[Start of AVAILABLE DATA]

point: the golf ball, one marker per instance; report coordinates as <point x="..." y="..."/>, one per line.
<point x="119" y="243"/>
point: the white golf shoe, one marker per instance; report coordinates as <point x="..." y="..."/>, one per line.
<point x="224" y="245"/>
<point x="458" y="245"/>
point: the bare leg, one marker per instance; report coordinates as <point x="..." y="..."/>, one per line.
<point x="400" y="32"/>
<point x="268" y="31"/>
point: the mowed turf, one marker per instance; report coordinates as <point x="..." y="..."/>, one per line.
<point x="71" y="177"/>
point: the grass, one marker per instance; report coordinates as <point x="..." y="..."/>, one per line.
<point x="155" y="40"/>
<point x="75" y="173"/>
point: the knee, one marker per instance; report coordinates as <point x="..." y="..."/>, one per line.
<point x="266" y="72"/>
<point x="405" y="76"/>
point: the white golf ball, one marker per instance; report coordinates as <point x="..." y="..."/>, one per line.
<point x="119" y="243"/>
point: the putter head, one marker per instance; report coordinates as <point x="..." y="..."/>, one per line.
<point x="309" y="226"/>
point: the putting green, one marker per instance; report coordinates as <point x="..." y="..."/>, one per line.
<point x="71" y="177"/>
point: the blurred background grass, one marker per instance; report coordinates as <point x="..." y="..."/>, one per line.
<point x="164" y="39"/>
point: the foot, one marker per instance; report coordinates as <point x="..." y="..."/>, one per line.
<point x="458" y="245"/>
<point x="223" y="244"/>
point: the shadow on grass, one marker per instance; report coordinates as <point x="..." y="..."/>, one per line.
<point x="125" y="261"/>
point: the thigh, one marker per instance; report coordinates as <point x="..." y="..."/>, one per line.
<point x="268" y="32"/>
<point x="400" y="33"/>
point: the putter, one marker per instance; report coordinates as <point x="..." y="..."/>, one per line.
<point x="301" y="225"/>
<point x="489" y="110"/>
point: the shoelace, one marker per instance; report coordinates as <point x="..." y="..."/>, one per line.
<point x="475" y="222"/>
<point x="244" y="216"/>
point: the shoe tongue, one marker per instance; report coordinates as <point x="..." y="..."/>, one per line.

[End of AVAILABLE DATA]

All lines from the one containing "point: the bare" through the final line of the listing above are to be reproduced exactly; include both and add nothing.

:: TASK OUTPUT ::
point: the bare leg, one marker per instance; report coordinates as <point x="..." y="..."/>, one per line.
<point x="400" y="32"/>
<point x="268" y="31"/>
point: the mowed turf, one marker per instance; report coordinates as <point x="..." y="..."/>, one per line.
<point x="71" y="177"/>
point: the grass, one marker per instance; report coordinates as <point x="..." y="..."/>, one per line.
<point x="155" y="40"/>
<point x="75" y="173"/>
point: the knee, one marker per instance; report coordinates as <point x="..." y="..."/>, one per line.
<point x="266" y="72"/>
<point x="405" y="76"/>
point: the white golf ball, one marker per instance; report coordinates as <point x="..." y="..."/>, one per line.
<point x="119" y="243"/>
point: the putter head, one marker per instance; report coordinates as <point x="..." y="..."/>, one per line.
<point x="309" y="226"/>
point: the putting green, one marker per instance; report coordinates as <point x="..." y="..."/>, one per line.
<point x="71" y="177"/>
point: the blurred background grass, one marker per instance; report coordinates as <point x="..." y="..."/>, one per line.
<point x="164" y="39"/>
point: the foot, one marker per instance; report coordinates as <point x="..." y="..."/>, one per line.
<point x="458" y="245"/>
<point x="223" y="244"/>
point: the shadow on grass, one marker per instance; report coordinates as <point x="..." y="..."/>, one per line.
<point x="125" y="261"/>
point: the thigh, one marker per instance; report coordinates as <point x="..." y="..."/>, one per line.
<point x="268" y="32"/>
<point x="400" y="33"/>
point: the putter, one marker per instance; report coordinates as <point x="..." y="..."/>, one per line.
<point x="301" y="225"/>
<point x="489" y="110"/>
point: the shoelace, one marker per instance; report coordinates as <point x="..." y="..."/>, one per line.
<point x="475" y="222"/>
<point x="244" y="216"/>
point: the shoe tongue, one marker per instance; report coordinates as <point x="..." y="..."/>, one per line.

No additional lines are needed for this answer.